**Data drawn from a collection**

=======

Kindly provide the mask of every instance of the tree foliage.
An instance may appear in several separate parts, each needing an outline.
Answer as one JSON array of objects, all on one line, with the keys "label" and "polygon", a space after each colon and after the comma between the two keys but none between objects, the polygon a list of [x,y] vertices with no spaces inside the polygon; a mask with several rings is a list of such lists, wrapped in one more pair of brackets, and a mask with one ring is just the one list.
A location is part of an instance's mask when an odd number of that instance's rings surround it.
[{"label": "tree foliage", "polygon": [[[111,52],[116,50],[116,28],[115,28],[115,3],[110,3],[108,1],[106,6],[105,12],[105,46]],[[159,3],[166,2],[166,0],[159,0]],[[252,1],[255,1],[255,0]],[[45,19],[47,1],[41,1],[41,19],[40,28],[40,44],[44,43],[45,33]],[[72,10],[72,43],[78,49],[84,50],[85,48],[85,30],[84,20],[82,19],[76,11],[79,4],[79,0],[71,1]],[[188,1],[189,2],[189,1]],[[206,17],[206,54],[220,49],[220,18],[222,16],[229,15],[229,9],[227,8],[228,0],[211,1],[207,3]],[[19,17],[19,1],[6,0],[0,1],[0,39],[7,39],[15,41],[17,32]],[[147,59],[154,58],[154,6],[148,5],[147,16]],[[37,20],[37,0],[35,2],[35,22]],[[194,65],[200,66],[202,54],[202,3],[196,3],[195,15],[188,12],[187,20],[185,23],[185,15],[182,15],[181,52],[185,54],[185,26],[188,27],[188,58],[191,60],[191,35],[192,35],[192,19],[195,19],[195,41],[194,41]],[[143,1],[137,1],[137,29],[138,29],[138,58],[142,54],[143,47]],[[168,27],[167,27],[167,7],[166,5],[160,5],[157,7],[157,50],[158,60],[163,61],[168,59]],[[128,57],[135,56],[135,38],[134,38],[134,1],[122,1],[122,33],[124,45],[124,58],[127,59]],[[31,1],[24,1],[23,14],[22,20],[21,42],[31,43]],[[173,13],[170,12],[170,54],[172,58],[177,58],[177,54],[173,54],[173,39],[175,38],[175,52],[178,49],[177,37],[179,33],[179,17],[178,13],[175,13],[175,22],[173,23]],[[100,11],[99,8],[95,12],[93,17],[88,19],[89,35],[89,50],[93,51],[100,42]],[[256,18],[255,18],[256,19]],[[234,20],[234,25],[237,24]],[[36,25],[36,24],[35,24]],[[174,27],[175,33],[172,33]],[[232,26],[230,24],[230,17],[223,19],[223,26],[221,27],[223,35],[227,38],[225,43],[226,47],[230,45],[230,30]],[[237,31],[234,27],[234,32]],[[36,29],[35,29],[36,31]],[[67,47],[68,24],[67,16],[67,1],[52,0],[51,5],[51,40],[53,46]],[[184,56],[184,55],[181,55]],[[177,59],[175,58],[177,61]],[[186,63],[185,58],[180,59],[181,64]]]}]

=======

**YOUR OBJECTIVE**
Please reproduce the listing above in full, line for line, without changing a single character.

**TASK ANSWER**
Kindly provide the mask of every instance of the tree foliage.
An instance may appear in several separate parts, each needing an outline.
Answer as one JSON array of objects, all on one line, with the keys "label" and "polygon", a space after each colon and after the comma between the two keys but none between objects, the polygon a list of [x,y] vertices with no spaces inside the polygon; a mask with several rings is a list of such lists, wrapped in one more pair of brackets, and a mask with one ring is just the one list.
A location is part of an instance's mask when an odd number of that instance's rings surround it.
[{"label": "tree foliage", "polygon": [[[111,52],[116,50],[116,28],[115,28],[115,3],[110,3],[108,1],[106,6],[105,12],[105,46]],[[159,3],[166,2],[166,0],[159,0]],[[252,1],[255,1],[255,0]],[[45,19],[47,1],[41,1],[41,19],[40,28],[40,44],[44,43],[45,33]],[[72,10],[72,43],[78,49],[84,50],[85,48],[85,30],[84,20],[82,19],[76,11],[79,4],[79,0],[71,1]],[[188,1],[189,2],[189,1]],[[206,17],[206,54],[220,49],[220,18],[222,16],[229,15],[229,9],[227,8],[228,0],[211,1],[207,3]],[[19,17],[19,1],[6,0],[0,1],[0,39],[7,39],[15,41],[17,32]],[[147,59],[154,58],[154,6],[148,5],[147,16]],[[37,20],[37,0],[35,2],[35,22]],[[194,65],[200,66],[202,54],[202,3],[196,3],[195,15],[188,12],[187,20],[185,23],[185,15],[182,15],[181,52],[185,54],[185,26],[188,27],[188,58],[191,60],[191,35],[192,35],[192,19],[195,19],[195,41],[194,41]],[[143,1],[137,1],[137,29],[138,29],[138,58],[142,54],[143,47]],[[168,27],[167,27],[167,7],[166,5],[160,5],[157,7],[157,50],[158,60],[163,61],[168,59]],[[128,57],[135,56],[135,38],[134,38],[134,1],[122,1],[122,33],[124,45],[124,58],[127,59]],[[31,1],[24,1],[23,14],[22,20],[21,42],[31,43]],[[173,13],[170,12],[170,54],[172,58],[177,58],[177,54],[173,54],[173,39],[175,38],[175,52],[178,49],[177,37],[179,33],[179,17],[178,13],[175,13],[175,22],[173,23]],[[100,11],[99,8],[95,12],[93,17],[88,19],[89,35],[89,50],[93,51],[100,42]],[[256,18],[255,18],[256,19]],[[234,20],[234,25],[237,24]],[[36,25],[36,24],[35,24]],[[174,27],[175,33],[172,33]],[[232,26],[230,24],[230,17],[223,19],[223,26],[221,27],[223,35],[227,38],[225,43],[226,47],[230,45],[230,30]],[[237,31],[234,27],[234,32]],[[36,29],[35,29],[36,31]],[[67,47],[68,24],[67,16],[67,1],[52,0],[51,5],[51,40],[53,46]],[[184,56],[184,55],[181,55]],[[177,59],[175,58],[177,61]],[[186,63],[185,58],[180,59],[181,64]]]}]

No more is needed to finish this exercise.